**PASSAGE GIVEN**
•••••

SAILING IN CUBA

Sailing Area

Cuba goes beyond all sailors' dreams - a favorable, warm climate year-round, steady winds, unique natural beauty and open-minded hospitable people contribute to this as well as the reliable nautical infrastructure, which is receiving well-aimed promotion and extension by the Cuban government. To the sailor, the whole coast and off-lying islands are fully accessible with the only exception of one prohibited area in the vicinity of the infamous "Bay of Pigs", or Playa Girón. Cuban national waters (12 nautical miles off the base line) may not be left and no persons may be taken aboard who are not on the officially approved crew list. About twenty marinas and nautical centers all around Cuba gladly welcome yachts under all flags and offer all conceivable services.

For their own security – and the safety of the yachts – it is requested the guests do not sail at night within the reef areas. However, there is no objection to go for a longer distance in deep waters in the dark or leave early from port or anchor to make a favorable landfall. For those who have enough time it is possible to circumnavigate the island of Cuba – which would amount to some one and a half thousand nautical miles.

Cienfuegos

Cienfuegos is a very vivid Cuban city, an environment of many cultural and natural attractions without the seclusion of a "tourist ghetto": Cienfuegos, La Perla del Sur, the Pearl of the South, makes all these requirements meet in an ideal way.

Its geographic situation in the center of a ten-mile-deep bay, with an entrance only some hundred yards wide, has made Cienfuegos an important harbour. Today the port, with sugar for export as its most important product, ranks second only to Havana. The city maintains the beauty of its setting as well as its rich architectural heritage from the 19th century. The Teatro Tomás Terry, where Caruso once performed, and the Palacio de Valle, a Moorish-styled villa of an early 20th-century sugar tycoon which nowadays features a restaurant, are among Cuba's most famous historical buildings.

•••••

**RAW DATA**
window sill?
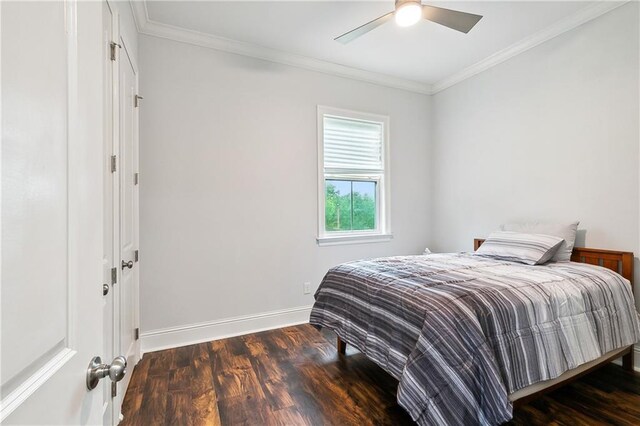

•••••

**EXERCISE OBJECTIVE**
Reproduce the passage on sailing in Cuba word for word, between "Cienfuegos is a" and "famous historical buildings.", inclusive.

**RESPONSE**
Cienfuegos is a very vivid Cuban city, an environment of many cultural and natural attractions without the seclusion of a "tourist ghetto": Cienfuegos, La Perla del Sur, the Pearl of the South, makes all these requirements meet in an ideal way.

Its geographic situation in the center of a ten-mile-deep bay, with an entrance only some hundred yards wide, has made Cienfuegos an important harbour. Today the port, with sugar for export as its most important product, ranks second only to Havana. The city maintains the beauty of its setting as well as its rich architectural heritage from the 19th century. The Teatro Tomás Terry, where Caruso once performed, and the Palacio de Valle, a Moorish-styled villa of an early 20th-century sugar tycoon which nowadays features a restaurant, are among Cuba's most famous historical buildings.